Reading text:
Saudi Arabia has presented a framework to expedite a stalled November deal in Yemen's south designed to end a standoff between nominal allies under a Saudi-led coalition, Saudi state news agency SPA said on Wednesday.
Riyadh is seeking to unite separatist and government forces in Yemen's south to concentrate their common fight against the Iran-aligned Houthi forces, which control the north of the country.
The Yemeni government, based in the southern port of Aden, and the separatist Southern Transitional Council (STC) are nominal allies in the Saudi-led coalition, which has been at war against the Houthis since 2014.
But the STC declared self-rule in April, and the two sides have been fighting in Aden and other southern regions, complicating U.N. efforts for a permanent ceasefire to the overall conflict.
Under the new Saudi resolution, the STC is required to rescind self-rule as both parties implement the November deal.
That Saudi-brokered deal, known as the "Riyadh agreement", had been negotiated in response to an STC takeover of Aden city in August last year, but was never implemented.
On Wednesday, STC spokesman Nizar Haitham said the group would rescind self-rule and work towards implementing the new framework.
The Saudi resolution stipulates appointing a governor for Aden city, the de facto headquarters of the internationally recognised Yemeni government. It states military forces should leave Aden governorate and forces in Abyan province should separate and return to previous positions.
On Wednesday, a new governor was appointed for Aden - Ahmed al-Amlas, Yemeni government news agency Sabanet said.

Try it: Continue the report on the Saudi framework for Yemen's south from the point where it ends.

Data to examine:
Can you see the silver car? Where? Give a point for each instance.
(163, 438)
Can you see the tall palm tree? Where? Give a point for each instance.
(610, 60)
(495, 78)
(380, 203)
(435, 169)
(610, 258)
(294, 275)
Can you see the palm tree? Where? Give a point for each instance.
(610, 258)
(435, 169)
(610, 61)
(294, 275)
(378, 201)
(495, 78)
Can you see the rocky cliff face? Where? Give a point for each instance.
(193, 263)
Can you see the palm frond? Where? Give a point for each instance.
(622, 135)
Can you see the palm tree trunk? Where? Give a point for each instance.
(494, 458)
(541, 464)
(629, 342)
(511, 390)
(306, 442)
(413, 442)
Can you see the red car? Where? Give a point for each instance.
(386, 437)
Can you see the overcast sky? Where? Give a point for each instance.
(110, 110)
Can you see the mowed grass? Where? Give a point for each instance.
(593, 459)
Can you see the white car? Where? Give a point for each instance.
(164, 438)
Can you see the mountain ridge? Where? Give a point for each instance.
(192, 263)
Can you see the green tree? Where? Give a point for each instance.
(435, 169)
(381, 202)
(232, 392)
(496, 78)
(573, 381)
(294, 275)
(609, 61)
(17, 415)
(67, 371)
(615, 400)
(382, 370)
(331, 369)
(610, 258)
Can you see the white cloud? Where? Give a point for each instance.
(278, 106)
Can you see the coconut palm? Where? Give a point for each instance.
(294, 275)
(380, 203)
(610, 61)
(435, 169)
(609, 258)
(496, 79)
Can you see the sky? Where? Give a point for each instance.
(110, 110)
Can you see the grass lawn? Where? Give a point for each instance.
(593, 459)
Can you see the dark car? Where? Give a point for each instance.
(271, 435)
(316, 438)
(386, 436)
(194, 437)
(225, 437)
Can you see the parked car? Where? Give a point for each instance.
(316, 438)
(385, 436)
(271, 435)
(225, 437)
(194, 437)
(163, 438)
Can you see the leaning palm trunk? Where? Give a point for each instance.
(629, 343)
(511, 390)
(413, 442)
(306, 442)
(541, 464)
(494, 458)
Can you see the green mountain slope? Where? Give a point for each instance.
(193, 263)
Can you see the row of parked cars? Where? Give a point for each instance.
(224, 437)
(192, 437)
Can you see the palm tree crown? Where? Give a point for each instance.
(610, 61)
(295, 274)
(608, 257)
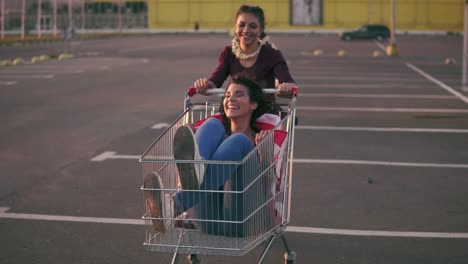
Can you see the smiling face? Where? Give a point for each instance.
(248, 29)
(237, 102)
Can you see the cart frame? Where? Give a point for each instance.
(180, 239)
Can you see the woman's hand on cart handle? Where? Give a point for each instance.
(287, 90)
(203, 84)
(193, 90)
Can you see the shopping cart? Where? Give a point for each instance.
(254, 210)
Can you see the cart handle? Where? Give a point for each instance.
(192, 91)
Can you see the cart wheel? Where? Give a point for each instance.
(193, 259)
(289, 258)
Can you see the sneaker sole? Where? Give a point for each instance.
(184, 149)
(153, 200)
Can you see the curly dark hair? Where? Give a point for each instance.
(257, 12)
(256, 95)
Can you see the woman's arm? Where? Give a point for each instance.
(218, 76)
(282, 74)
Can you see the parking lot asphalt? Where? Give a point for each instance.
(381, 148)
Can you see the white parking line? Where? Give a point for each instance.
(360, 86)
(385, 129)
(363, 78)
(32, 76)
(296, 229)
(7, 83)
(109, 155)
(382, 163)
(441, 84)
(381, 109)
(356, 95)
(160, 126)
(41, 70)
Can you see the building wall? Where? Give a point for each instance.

---

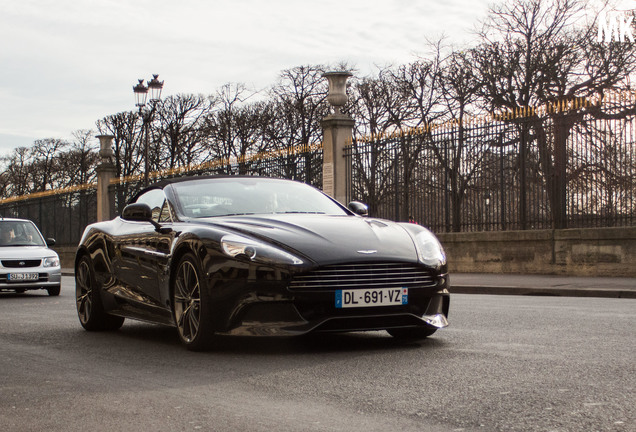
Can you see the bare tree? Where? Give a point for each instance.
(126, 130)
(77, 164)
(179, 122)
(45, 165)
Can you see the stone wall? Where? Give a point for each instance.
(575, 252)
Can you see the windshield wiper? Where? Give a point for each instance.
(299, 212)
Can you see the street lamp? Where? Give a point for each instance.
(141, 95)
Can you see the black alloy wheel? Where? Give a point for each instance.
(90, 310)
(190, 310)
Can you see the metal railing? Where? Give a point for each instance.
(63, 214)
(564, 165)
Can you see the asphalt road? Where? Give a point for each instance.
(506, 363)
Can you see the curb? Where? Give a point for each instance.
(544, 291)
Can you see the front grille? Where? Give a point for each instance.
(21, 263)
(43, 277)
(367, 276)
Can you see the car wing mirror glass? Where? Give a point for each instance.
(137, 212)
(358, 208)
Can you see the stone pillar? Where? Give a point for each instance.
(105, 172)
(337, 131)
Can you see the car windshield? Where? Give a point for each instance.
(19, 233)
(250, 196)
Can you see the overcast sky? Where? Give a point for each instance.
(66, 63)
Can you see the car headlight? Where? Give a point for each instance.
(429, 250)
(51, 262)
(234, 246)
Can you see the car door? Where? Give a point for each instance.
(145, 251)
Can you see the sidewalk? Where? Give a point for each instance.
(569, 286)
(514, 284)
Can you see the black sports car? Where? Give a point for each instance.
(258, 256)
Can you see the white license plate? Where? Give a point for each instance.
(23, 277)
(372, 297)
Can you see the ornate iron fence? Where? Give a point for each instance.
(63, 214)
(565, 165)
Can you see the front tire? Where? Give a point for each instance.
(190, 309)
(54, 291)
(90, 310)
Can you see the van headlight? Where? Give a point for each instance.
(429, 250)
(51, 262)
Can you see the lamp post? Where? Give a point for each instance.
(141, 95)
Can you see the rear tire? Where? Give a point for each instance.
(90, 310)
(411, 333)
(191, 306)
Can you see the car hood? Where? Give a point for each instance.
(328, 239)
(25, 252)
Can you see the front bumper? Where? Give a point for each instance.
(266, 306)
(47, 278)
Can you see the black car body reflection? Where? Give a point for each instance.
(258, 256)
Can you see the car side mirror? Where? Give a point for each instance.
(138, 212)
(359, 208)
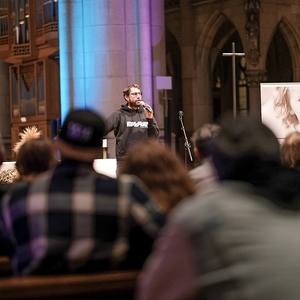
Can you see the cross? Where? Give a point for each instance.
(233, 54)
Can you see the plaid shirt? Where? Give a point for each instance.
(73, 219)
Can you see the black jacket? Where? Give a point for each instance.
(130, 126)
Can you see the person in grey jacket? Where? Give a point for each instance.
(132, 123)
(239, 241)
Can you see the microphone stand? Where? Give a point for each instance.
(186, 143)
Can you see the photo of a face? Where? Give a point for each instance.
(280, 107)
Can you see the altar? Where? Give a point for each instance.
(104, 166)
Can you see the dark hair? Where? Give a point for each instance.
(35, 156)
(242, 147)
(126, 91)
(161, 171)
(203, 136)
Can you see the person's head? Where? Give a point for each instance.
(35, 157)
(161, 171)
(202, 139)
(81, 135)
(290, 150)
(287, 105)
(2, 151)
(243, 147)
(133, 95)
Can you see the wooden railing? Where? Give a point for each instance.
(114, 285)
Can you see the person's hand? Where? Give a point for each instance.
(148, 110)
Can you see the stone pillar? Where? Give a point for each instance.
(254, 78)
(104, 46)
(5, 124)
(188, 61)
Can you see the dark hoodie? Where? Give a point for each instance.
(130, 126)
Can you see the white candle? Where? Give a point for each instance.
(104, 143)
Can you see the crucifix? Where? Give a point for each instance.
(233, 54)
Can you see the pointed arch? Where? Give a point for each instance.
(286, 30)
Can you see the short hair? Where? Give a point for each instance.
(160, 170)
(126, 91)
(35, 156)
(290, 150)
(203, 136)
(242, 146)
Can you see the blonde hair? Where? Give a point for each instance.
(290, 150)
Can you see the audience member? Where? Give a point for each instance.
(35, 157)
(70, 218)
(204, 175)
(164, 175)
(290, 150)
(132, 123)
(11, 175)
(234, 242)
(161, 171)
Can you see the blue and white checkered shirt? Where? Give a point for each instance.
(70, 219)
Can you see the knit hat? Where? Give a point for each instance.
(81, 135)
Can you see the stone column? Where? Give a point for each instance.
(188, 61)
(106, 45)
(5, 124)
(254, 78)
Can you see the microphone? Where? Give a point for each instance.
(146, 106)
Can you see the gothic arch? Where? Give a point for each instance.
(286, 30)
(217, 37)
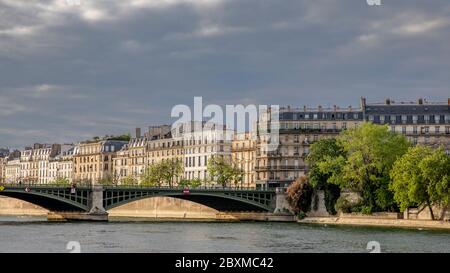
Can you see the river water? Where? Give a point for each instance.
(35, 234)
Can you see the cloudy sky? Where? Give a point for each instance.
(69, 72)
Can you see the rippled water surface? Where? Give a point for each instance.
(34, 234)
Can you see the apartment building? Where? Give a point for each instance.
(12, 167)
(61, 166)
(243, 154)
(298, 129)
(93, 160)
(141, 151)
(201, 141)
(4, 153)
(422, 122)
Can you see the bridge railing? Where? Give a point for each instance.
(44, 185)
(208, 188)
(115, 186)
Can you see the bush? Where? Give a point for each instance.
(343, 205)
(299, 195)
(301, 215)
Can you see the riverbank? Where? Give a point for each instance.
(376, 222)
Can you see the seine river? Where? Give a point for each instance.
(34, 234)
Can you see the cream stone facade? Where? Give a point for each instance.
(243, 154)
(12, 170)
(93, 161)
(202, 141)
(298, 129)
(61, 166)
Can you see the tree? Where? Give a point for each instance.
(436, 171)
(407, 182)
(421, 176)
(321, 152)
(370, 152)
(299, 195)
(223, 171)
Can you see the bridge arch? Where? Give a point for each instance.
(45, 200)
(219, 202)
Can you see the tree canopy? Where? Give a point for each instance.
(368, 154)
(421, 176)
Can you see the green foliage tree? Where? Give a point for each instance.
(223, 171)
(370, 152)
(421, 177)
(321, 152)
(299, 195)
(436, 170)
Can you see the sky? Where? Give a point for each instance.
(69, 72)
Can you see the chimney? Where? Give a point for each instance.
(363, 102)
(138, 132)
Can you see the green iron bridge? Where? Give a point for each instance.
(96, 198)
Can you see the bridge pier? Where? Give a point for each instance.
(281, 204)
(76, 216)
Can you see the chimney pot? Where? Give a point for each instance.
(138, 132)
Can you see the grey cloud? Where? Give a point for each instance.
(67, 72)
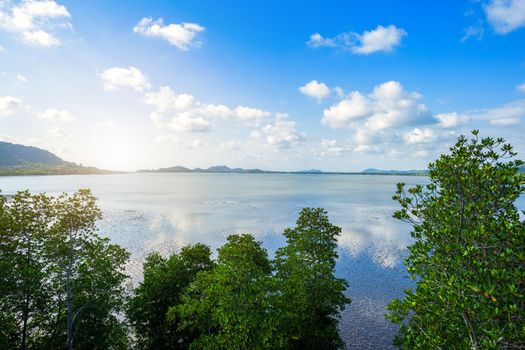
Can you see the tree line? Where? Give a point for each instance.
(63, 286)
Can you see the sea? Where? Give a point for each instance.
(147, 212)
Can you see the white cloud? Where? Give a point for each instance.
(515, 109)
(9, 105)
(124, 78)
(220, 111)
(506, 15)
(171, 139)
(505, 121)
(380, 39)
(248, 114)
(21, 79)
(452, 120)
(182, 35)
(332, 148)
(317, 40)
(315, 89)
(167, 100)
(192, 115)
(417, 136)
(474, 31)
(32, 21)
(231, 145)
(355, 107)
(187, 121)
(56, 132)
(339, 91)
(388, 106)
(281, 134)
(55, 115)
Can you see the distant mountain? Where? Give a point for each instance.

Answer space:
Yemen's prime minister should form a government within 30 days representing north and south Yemen equally and including STC representatives, the Saudi announcement said.
In June, government and southern separatist forces agreed on a ceasefire in the south. The resolution stipulates this should continue.
The Yemeni government welcomed the new Saudi resolution, spokesman Rajeh Badi told Sabanet news.
"The consent of the Yemeni parties to accelerate the implementation of the agreement reflects the serious desire for dialogue," Saudi vice minister of defence Khalid bin Salman tweeted.
The U.N. has been holding virtual talks between the warring parties to agree to a permanent ceasefire and a restart to peace negotiations last held in December 2018 for a broad national resolution to a conflict that has created the world's largest humanitarian crisis.
The U.N.'s Yemen envoy Martin Griffiths on Tuesday warned the window of opportunity to reach an agreement was limited.
"There is a real risk that these negotiations will slip away, and that Yemen will enter a new phase of prolonged escalation, of the uncontrolled spread of COVID-19, and of severe and threatening economic decline," he told the U.N. security council.